Written problem
Copy every one of the records below word for word, keeping each line as it stands.
══ Records shown ══
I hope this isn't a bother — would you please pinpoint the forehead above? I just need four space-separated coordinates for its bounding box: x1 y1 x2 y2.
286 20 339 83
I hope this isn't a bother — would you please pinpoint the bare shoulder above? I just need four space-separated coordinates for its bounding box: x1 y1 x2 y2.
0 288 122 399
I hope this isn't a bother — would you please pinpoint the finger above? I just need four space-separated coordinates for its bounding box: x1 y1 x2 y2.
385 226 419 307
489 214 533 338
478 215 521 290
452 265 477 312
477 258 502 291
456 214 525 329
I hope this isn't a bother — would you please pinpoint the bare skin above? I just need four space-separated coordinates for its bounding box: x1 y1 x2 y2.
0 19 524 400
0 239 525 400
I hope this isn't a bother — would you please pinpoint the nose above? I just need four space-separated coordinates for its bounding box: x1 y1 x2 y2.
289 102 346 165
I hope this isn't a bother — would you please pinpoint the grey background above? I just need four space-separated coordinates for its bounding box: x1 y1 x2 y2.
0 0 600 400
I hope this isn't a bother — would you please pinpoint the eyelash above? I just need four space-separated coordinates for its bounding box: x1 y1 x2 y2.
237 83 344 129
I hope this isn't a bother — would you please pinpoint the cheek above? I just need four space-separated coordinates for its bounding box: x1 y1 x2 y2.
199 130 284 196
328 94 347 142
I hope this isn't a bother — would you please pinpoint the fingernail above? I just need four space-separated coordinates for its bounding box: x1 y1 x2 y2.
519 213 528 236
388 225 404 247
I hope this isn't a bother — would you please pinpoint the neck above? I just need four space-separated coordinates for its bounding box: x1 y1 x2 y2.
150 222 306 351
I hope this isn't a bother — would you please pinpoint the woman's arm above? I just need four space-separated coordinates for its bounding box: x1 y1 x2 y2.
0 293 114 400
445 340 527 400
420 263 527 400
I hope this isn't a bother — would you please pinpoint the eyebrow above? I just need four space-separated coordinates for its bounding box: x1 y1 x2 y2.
═══
Solved problem
I hope this isn't a bother — would you please pinpoint the forehead above? I just need four space-separated coordinates for its bounding box: x1 y1 x2 y2.
286 20 339 83
I hope this isn't a bother — would you please pinpoint the bare shoulder above? I just need four space-separated coordinates for its bounding box: x1 y1 x2 y2.
0 288 122 399
I hope this isn't a bother — would you please pinpoint the finger above? I just need four space-separated coordinates for its bounding box: x1 y1 x2 y2.
385 226 419 307
489 214 533 338
478 215 521 290
452 265 477 312
477 258 502 291
456 214 525 329
I hope this isn't a bother — would you please pinpoint the bare skin above? I just need four space-separated coordinates for its bounding box: x1 y1 x2 y2.
0 19 524 400
0 239 525 400
I hope this isn't a bother — would you please pinpoint the nose above? I just need four space-separated coordinates for its bounding box: x1 y1 x2 y2.
289 102 346 165
I hope this isn't a bother — would you please pinpoint the grey background above? I just need four space-separated coordinates for its bounding box: x1 y1 x2 y2.
0 0 600 400
I hope this isn't a bother — would you please pinpoint the eyelash above? I just need four space-separated coordinates for its bounding box: x1 y1 x2 y2.
237 83 344 129
I hope this isn't a bother — would you please pinpoint the cheek above? I just need four space-separated coordinates for its bounding box: x1 y1 x2 y2.
199 130 284 196
328 94 347 142
I hope this isn't a bother — would you please pinpoint the fingernail above? I just need four space-separated coordinates for its bounding box: x1 y1 x2 y2.
519 213 528 236
388 225 404 247
I hope this isn't a bother — would you please pinpoint the neck above? I just need four space-separated coordinates for its bounding box: x1 y1 x2 y2.
150 222 306 351
I hope this isn't a bother — would you please pinpoint the woman's arm above? I just need four space-separated coordinates for its bounding box: x1 y1 x2 y2.
0 293 114 400
445 340 527 400
420 263 527 400
I hope this isn't a bother — would you please pinpoint the eyebrow above? I just need four space-separated coordinates for its bounding box: x1 y1 x2 y2.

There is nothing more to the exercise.